→ **OBJECTIVE**
Show every line below that contains the word "rectangular".

----- SOURCE RECORDS -----

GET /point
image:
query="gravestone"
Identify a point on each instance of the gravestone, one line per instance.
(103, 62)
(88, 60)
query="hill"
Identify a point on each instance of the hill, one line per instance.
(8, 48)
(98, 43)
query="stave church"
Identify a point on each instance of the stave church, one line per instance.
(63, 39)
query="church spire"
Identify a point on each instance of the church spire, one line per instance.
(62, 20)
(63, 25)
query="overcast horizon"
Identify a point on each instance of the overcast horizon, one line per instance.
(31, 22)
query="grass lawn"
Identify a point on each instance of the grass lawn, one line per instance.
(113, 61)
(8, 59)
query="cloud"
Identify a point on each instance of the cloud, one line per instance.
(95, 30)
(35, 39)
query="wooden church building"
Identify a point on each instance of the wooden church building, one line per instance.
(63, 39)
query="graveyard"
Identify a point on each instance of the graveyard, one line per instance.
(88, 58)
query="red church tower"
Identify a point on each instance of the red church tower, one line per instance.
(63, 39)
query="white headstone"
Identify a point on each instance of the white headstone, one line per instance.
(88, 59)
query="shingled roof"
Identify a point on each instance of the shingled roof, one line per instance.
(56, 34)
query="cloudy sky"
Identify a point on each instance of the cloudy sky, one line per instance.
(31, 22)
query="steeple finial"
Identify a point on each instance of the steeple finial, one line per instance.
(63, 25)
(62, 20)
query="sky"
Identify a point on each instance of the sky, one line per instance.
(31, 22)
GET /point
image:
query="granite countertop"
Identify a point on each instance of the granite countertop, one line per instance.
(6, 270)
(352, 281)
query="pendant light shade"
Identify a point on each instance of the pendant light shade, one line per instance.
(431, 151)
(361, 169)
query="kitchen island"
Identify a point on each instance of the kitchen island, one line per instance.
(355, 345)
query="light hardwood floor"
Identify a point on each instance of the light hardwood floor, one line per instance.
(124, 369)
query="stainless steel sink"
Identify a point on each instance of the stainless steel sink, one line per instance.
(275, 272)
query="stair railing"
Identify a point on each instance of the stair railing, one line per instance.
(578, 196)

-----
----- SOURCE RECORDS -----

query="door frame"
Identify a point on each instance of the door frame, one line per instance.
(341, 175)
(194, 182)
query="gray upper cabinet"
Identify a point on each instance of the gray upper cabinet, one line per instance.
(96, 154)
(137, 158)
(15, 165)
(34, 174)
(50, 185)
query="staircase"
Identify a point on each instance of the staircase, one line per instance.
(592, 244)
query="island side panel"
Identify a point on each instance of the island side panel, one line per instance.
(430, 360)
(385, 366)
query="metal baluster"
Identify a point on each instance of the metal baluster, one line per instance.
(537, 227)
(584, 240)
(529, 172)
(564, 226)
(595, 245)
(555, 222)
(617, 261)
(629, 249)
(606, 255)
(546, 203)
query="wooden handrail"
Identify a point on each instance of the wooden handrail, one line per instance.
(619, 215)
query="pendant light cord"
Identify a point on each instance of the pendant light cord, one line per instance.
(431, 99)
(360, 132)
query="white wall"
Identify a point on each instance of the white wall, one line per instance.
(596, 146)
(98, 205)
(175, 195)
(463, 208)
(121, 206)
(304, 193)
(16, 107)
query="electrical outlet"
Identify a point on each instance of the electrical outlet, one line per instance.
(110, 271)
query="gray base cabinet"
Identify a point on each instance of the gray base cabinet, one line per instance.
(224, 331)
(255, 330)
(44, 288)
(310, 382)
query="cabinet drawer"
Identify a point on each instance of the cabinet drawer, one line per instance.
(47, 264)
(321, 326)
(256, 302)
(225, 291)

-----
----- SOURCE RECORDS -----

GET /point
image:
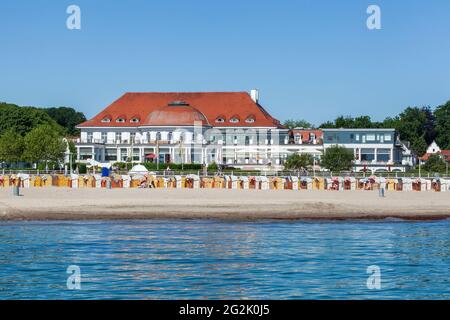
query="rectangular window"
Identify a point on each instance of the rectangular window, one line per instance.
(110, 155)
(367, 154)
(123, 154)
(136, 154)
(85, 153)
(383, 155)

-----

→ **RESULT FOR THIS TASK**
query="rectangular window"
Identify a point on each instance of the rectangular window, one line per instance.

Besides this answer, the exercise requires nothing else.